=== Begin Enclosure ===
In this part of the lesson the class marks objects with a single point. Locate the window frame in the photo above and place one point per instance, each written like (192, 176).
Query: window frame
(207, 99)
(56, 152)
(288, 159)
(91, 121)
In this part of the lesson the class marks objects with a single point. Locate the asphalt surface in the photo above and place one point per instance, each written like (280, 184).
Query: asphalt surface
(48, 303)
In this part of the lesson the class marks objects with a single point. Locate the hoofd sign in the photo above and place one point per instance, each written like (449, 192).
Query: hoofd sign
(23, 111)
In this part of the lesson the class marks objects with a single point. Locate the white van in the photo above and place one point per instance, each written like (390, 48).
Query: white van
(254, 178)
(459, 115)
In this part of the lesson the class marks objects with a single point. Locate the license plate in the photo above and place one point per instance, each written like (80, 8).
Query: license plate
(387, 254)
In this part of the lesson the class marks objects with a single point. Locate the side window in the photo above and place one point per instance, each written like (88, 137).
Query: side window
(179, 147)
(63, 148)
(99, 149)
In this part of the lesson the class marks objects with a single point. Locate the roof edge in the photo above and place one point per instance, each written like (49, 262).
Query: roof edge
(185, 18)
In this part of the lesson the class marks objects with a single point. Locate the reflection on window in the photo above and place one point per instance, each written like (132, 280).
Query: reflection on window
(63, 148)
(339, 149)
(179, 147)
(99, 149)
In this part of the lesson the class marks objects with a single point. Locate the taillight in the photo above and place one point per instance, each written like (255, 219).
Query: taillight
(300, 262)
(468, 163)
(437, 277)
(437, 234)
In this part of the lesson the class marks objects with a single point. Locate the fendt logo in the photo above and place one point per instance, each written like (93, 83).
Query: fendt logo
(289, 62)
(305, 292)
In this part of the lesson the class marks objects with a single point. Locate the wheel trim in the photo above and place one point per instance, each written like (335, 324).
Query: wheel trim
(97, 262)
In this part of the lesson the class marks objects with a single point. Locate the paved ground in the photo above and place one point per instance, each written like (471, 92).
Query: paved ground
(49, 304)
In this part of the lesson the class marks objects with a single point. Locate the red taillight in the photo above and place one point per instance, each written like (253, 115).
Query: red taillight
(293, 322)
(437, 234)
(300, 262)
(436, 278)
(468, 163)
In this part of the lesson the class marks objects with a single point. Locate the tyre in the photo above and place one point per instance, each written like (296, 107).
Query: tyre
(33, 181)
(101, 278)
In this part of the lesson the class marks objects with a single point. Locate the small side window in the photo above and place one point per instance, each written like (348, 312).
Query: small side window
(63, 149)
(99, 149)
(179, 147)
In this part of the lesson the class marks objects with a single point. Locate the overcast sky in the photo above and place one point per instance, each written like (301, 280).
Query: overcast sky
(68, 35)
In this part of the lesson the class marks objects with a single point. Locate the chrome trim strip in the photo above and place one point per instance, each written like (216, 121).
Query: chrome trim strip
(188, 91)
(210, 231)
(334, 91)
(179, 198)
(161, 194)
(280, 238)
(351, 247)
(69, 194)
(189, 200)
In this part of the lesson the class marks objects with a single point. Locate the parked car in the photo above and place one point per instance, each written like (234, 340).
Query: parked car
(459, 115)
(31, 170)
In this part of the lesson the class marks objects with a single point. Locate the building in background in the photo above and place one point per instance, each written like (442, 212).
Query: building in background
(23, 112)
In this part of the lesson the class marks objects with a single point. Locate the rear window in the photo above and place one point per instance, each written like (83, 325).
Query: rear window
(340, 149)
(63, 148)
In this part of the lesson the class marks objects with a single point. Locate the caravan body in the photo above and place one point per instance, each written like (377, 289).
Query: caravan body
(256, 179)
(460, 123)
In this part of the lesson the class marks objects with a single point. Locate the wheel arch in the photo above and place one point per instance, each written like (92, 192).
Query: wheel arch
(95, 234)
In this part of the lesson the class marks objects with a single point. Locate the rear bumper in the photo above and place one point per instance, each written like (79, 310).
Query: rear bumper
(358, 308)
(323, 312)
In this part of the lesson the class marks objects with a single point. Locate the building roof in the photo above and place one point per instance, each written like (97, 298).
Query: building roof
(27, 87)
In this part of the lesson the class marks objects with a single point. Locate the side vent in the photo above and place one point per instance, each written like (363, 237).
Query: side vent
=== End Enclosure ===
#### [Task to complete]
Line count for the word "vent": please state how many lines of the records above contain it, and nothing else.

#### [Your solution]
2